**Tekst do przeczytania**
□ □ □ □
W szafie zmieści się prawie wszystko. Pojemna jest i pękata.
W mej szafie stoi kufer pełen wspomnień.

Szafę mogę zamknąć na klucz i zapomnieć. A potem znów otworzyć i uśmiechnąć się.
Jeśli czasem zapłaczę, to z szafy wyciągnę błękitne chusteczki, wytrę łzy i w końcu przebaczę.

W mojej szafie mogę się schować, zniknąć.
Szafę mogę przemalować i zapełnić miłością, nadzieją i szczęściem.
W szafie zawsze mogę wszystko od nowa poukładać.
Zatem zapraszam - właśnie otwieram swoją ciągle jeszcze niepoukładaną:
Szafę malowaną





29 maja 2013

Pierwsze.

Pierwsze były buty.
Zupełnie nie z mojej bajki. Bo ja jestem kobietą co to koło elegancji stała jedynie przeze chwilę i pomyłkę w dodatku.
□ □ □ □
Etykiety punktów obiektów
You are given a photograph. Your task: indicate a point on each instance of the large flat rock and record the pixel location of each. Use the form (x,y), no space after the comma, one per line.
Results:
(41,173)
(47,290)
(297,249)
□ □ □ □
**Do zrobienia**
1) Przepisz dokładnie, wiersz po wierszu, wszystkie powyższe rekordy z etykietami punktów obiektów.
2) Proszę kontynuować tekst o szafie, zaczynając zaraz po jego ostatnim zdaniu.

**Odpowiedzi**
1)
You are given a photograph. Your task: indicate a point on each instance of the large flat rock and record the pixel location of each. Use the form (x,y), no space after the comma, one per line.
Results:
(41,173)
(47,290)
(297,249)

2)
Ale TO przychodzi chyba z wiekiem. To, czyli POTRZEBA zaposiąścia CZEGOŚ innego, takiego bardziej wyględnego, takiego przez duże E - leganckiego i na wysokim w dodatku.

Miesiąc mnie nie było, a ja zaczynam enigmatycznie nieco.
Już wyjaśniam. Przepadłam z powodów wielu.
Najważniejszy to PRZYGOTOWANIA DO WYDARZENIA ŻYCIOWEGO - nie mojego, aczkolwiek ważnego również dla mnie. A że zbiegły się owe z wiosną, która jednak raczyła nadejść wreszcie, to poszłoooo a czas zleciał niemiłosiernie na pysk nawet.

Wydarzenie wspomniane to Pierwsza Komunia Święta najstarszej mej latorośli - Antoniny.
Dwie niedziele temu mieliśmy radość wielką w niej uczestniczyć - niezwykle wzruszająca uroczystość.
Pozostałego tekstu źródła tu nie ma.